И мне кажется, что нужно отдать должное Тарковскому, так убедительно показавшему, что для этого ребенка, тяготеющего к самоубийству, нет различия между днем и ночью. В любом случае он живет не с нами. Его поступки и видения тесно переплетены. Посмотрите на его отношения с взрослыми. Он живет среди бойцов. Офицеры, славные, смелые люди, но люди «нормальные», не пережившие трагического детства, занимаются им, любят его, хотят любой ценой вернуть его в «нормальное состояние», отправить в тыл, в школу. На первый взгляд ребенок мог бы, как в одной из повестей Шолохова, найти среди них человека, который заменил бы ему потерянного отца. Слишком поздно: ему не нужны даже родные, неизбывный ужас пережитой бойни обрекает его на одиночество. И офицеры, в конце концов, начинают относиться к ребенку со смешанным чувством нежности, ужаса и болезненной подозрительности. Они видят в нем доведенное до совершенства чудовище, одновременно прекрасное и почти отталкивающее, самоутверждающееся лишь в смертоносных порывах (сцена с ножом). Это существо не в силах порвать нити, связывающие его с войной и смертью; ему отныне необходим этот зловещий окружающий мир; освобождающееся от страха в разгар битвы в тылу, оно будет изглодано тревогой.
Маленькая жертва знает, что ей нужно: породившая ее война, кровь, мщение. Тем не менее два офицера любят мальчика; что же касается его чувств к ним, можно лишь сказать, что они не вызывают у него неприязни. Дорога любви закрыта для него навсегда. Его кошмары и видения не случайны. Речь идет не о режиссерских изысках и даже не о попытке проникновения в детское подсознание: они абсолютно объективны, мы продолжаем видеть Ивана извне точно так же, как в реальных сценах.
___
Вопросы по материалу -
A - Перепишите часть приведённого текста между словами «Маленькая жертва знает, что» и «в реальных сценах.» включительно, подставив «мальчика» вместо «Ивана».
B - Определите, согласуется ли с приведённым текстом каждое из утверждений ниже. Ответьте «да» или «нет» и приведите дословно решающие слова текста.
(i) Офицеры хотят отправить ребенка в тыл, в школу.
(ii) Ребенок находит среди офицеров человека, заменившего ему отца.
(iii) Кошмары и видения мальчика в тексте названы режиссерскими изысками.

(Сохранённые записи)
___
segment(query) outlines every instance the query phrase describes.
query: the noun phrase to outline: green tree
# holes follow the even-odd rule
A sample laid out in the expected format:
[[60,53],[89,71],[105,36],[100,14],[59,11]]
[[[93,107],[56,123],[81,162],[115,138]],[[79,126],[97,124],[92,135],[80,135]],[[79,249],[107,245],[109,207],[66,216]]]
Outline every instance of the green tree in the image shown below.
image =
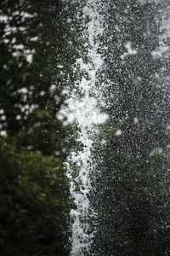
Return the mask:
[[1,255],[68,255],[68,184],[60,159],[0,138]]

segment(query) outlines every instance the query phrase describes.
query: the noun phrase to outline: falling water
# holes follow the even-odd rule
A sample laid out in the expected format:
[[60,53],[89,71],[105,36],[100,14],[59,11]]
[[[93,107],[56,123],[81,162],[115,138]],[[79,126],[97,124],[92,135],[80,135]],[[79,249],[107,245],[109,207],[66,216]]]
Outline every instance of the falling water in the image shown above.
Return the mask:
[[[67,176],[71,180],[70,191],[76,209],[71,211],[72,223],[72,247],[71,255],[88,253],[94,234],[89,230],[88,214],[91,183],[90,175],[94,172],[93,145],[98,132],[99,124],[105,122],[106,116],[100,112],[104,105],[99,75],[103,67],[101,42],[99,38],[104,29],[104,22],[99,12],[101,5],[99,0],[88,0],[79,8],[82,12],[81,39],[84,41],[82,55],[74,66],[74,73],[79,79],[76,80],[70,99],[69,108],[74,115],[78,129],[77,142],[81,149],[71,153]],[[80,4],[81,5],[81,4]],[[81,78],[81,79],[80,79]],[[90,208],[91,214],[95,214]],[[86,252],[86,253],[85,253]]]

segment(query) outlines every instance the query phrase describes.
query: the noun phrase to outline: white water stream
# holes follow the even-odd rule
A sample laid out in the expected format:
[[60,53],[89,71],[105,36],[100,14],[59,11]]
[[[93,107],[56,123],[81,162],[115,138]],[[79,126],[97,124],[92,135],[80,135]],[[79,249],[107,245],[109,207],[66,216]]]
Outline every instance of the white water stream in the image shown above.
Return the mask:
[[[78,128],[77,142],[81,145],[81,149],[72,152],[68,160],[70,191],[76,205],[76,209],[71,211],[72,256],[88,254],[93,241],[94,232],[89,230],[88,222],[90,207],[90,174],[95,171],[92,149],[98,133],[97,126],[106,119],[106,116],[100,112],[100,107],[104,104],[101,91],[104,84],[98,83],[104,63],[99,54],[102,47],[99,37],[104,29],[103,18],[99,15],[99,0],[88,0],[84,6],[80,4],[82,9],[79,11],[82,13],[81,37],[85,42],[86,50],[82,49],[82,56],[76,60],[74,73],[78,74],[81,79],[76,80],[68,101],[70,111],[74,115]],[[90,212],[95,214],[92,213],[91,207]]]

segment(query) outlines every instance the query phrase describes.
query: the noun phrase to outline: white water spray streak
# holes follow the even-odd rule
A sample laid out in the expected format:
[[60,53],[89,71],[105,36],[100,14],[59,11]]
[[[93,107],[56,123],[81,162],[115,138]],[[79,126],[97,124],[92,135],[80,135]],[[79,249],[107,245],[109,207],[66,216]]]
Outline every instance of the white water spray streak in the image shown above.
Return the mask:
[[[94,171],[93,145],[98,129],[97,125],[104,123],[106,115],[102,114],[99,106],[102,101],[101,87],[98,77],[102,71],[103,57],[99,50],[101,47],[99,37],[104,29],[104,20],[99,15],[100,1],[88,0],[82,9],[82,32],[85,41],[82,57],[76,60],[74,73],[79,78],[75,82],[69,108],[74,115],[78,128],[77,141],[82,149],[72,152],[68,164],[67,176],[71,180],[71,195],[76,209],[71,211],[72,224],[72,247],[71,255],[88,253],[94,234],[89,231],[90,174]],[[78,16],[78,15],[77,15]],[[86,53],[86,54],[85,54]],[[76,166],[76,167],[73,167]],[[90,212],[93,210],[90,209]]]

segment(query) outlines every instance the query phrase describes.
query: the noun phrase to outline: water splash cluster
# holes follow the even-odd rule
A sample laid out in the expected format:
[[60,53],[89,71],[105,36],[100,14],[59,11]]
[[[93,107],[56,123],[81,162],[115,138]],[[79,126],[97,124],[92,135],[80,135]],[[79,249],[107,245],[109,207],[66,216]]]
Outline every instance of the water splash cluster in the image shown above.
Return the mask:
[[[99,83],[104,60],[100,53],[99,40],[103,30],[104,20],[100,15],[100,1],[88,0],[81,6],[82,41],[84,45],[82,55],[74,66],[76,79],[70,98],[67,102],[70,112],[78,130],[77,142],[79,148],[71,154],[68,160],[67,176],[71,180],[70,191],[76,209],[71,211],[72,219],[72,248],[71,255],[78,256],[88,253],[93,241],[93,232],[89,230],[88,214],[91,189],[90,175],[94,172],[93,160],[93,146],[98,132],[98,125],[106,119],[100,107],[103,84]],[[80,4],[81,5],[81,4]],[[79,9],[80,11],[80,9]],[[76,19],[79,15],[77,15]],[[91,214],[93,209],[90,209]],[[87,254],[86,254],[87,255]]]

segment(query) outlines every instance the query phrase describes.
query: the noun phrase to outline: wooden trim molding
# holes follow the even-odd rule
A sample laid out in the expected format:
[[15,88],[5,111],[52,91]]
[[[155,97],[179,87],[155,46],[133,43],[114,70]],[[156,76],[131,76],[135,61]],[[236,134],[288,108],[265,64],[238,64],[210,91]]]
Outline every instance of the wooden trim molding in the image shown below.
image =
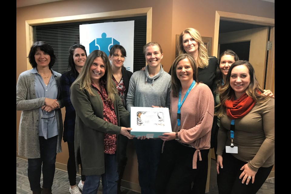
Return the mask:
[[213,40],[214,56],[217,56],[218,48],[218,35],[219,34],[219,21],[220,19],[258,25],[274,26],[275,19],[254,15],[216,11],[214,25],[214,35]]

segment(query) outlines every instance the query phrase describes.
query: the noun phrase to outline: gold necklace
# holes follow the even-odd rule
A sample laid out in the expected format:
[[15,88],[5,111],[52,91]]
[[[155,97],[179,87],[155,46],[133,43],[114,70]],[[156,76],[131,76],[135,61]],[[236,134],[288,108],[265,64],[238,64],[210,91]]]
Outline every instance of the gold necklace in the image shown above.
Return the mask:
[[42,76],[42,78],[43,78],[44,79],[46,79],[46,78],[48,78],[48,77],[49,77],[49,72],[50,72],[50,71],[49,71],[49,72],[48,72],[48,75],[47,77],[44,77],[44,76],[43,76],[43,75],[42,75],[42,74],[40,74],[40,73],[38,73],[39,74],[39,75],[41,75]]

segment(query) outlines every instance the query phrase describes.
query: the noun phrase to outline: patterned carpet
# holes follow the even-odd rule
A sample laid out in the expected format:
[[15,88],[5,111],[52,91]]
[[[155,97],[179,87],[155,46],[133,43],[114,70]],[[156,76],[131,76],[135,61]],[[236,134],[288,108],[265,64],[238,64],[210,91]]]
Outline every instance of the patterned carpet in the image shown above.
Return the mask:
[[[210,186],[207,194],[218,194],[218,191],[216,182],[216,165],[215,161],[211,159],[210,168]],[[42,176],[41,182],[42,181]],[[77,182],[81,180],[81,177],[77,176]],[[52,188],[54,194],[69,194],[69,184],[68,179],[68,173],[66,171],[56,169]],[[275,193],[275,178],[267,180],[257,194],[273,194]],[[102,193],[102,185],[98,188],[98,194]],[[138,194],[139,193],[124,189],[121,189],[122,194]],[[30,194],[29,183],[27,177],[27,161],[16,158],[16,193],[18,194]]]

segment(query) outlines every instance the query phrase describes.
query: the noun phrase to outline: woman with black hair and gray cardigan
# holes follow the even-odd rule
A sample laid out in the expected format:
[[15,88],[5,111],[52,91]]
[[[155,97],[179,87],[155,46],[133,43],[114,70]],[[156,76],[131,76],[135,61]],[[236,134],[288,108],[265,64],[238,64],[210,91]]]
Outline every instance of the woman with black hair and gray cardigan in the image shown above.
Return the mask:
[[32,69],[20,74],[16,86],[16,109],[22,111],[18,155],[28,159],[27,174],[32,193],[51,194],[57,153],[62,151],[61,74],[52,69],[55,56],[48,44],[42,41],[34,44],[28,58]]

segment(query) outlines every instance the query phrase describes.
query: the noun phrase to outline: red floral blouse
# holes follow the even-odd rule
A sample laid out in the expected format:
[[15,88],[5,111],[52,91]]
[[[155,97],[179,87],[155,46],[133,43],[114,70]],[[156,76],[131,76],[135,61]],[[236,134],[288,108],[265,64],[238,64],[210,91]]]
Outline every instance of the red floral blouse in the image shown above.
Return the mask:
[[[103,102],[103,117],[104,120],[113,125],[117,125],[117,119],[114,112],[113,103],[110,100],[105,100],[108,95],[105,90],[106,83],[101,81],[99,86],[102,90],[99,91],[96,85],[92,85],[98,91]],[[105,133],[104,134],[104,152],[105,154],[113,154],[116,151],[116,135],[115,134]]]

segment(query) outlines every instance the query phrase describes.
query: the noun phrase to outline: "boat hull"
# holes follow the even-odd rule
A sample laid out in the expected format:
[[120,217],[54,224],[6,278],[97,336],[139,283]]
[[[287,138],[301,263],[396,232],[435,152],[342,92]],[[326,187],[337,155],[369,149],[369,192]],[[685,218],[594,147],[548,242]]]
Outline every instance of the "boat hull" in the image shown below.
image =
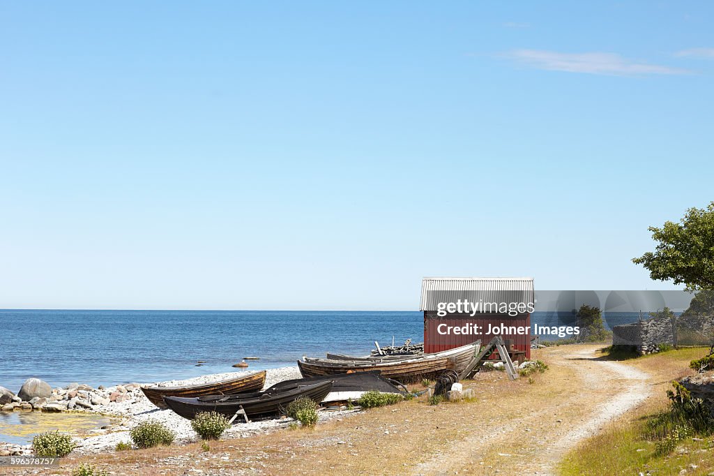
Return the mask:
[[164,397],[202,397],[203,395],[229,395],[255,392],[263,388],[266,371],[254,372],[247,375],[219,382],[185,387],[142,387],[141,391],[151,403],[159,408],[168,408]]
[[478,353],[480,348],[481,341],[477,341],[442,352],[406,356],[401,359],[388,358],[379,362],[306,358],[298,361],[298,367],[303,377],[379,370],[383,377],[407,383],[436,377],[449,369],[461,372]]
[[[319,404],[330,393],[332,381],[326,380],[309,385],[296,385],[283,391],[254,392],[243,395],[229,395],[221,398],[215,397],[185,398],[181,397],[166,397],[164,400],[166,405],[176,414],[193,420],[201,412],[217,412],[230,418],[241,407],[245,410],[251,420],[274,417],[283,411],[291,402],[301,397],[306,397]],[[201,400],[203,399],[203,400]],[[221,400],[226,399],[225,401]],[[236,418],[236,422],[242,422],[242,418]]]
___
Ответы по заданиям -
A -
Маленькая жертва знает, что ей нужно: породившая ее война, кровь, мщение. Тем не менее два офицера любят мальчика; что же касается его чувств к ним, можно лишь сказать, что они не вызывают у него неприязни. Дорога любви закрыта для него навсегда. Его кошмары и видения не случайны. Речь идет не о режиссерских изысках и даже не о попытке проникновения в детское подсознание: они абсолютно объективны, мы продолжаем видеть мальчика извне точно так же, как в реальных сценах.

B -
(i) Да: «отправить в тыл, в школу».
(ii) Нет: «Слишком поздно: ему не нужны даже родные».
(iii) Нет: «Речь идет не о режиссерских изысках».